>> START SELECTION
A. K. M. Shahidul Haque was a Bangladeshi police officer who served as the 26th Inspector General of Bangladesh Police.

Career
Haque was born in Narkalikata, Naria, Shariatpur District to a Bengali Muslim family. He joined Bangladesh Police in 1986 as an assistant superintendent. He held other positions, which include Police Commissioner, Dhaka Metropolitan Police, DIG Chittagong Range, DIG Rajshahi Range, DIG (Finance and Development), Police Headquarters, SP Sirajganj, Chittagong, Moulvibazar and Chandpur. Before promoted to IGP, he was Additional IGP (Administration and Operations) at the status of Secretary of Bangladesh Police.

Haque served in three UN peace keeping missions, in Cambodia, Angola and Sudan, and was awarded the UN Peace Medal for his performance.
>> END SELECTION
*INSTRUCTION:*
Reproduce the part of the Shahidul Haque biography starting with "A. K. M. Shahidul" and going on through "for his performance.", word for word.
>> START STORED RECORDS
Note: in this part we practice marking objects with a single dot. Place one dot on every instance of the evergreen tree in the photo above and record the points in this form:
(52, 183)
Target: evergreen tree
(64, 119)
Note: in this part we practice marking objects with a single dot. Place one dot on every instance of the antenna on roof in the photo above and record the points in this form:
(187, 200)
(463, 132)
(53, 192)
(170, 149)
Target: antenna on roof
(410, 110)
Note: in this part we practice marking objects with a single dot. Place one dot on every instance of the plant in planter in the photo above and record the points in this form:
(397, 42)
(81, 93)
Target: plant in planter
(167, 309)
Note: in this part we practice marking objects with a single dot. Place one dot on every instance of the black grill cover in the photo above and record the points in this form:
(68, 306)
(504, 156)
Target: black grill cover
>> END STORED RECORDS
*RESULT OF THE EXERCISE:*
A. K. M. Shahidul Haque was a Bangladeshi police officer who served as the 26th Inspector General of Bangladesh Police.

Career
Haque was born in Narkalikata, Naria, Shariatpur District to a Bengali Muslim family. He joined Bangladesh Police in 1986 as an assistant superintendent. He held other positions, which include Police Commissioner, Dhaka Metropolitan Police, DIG Chittagong Range, DIG Rajshahi Range, DIG (Finance and Development), Police Headquarters, SP Sirajganj, Chittagong, Moulvibazar and Chandpur. Before promoted to IGP, he was Additional IGP (Administration and Operations) at the status of Secretary of Bangladesh Police.

Haque served in three UN peace keeping missions, in Cambodia, Angola and Sudan, and was awarded the UN Peace Medal for his performance.